_Exercise task_: Count the lines in the material below that contain the word "above". Reply with the number alone.
===== Excerpted data
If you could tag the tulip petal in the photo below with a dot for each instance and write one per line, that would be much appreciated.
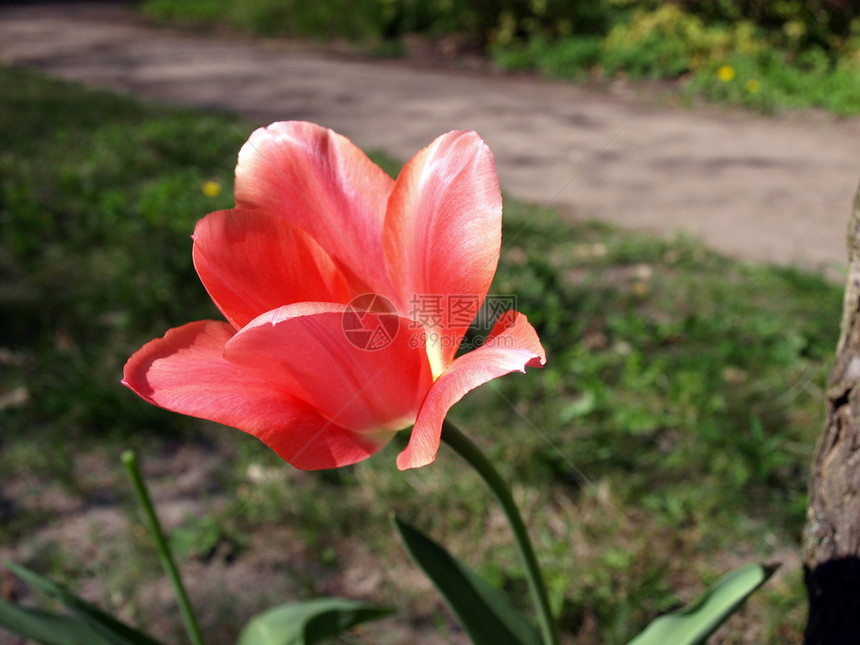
==========
===== Excerpted data
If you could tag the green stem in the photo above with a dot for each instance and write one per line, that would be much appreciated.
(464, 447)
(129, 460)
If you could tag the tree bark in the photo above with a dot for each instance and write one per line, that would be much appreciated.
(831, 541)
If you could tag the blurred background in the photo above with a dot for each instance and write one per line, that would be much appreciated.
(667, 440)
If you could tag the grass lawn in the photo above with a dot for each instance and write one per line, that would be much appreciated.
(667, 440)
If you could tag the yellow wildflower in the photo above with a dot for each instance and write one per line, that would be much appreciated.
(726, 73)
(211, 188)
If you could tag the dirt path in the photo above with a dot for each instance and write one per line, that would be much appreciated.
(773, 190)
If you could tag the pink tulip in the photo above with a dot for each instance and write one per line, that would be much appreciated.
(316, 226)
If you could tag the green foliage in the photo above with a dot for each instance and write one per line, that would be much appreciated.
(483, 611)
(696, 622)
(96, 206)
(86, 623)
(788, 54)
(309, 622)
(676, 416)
==========
_Exercise result_: 8